YOUR INSTRUCTIONS -> Gather every line of the items below that contains the string "even", matching case exactly, and copy each one in full.

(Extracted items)
◇ ◇ ◇ ◇
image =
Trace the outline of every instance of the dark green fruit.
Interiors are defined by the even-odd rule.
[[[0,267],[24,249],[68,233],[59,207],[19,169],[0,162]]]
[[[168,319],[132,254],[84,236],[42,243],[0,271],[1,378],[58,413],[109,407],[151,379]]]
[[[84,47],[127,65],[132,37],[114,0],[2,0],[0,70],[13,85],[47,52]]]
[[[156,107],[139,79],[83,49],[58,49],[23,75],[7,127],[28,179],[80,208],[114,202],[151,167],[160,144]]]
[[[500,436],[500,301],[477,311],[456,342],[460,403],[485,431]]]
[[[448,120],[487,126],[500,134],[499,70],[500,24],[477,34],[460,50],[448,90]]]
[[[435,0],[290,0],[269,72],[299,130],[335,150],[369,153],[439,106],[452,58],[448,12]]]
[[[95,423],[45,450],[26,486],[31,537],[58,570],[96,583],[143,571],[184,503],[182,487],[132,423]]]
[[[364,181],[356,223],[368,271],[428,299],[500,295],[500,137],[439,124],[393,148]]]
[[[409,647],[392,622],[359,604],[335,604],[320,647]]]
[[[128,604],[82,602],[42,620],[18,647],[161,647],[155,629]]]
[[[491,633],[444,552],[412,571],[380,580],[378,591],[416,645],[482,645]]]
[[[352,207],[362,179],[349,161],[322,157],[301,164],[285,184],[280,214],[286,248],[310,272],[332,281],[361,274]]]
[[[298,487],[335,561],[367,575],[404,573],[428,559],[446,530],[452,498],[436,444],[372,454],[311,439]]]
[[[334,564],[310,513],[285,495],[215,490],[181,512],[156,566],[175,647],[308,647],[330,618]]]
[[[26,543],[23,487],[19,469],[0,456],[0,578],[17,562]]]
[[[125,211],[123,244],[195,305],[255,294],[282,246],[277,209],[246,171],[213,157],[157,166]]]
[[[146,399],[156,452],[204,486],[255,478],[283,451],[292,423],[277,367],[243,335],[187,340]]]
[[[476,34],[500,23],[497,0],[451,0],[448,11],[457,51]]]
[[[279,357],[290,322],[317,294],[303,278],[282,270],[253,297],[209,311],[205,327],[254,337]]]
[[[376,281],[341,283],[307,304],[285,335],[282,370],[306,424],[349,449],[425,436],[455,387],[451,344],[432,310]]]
◇ ◇ ◇ ◇
EXERCISE OUTPUT ->
Interiors are defined by the even-odd rule.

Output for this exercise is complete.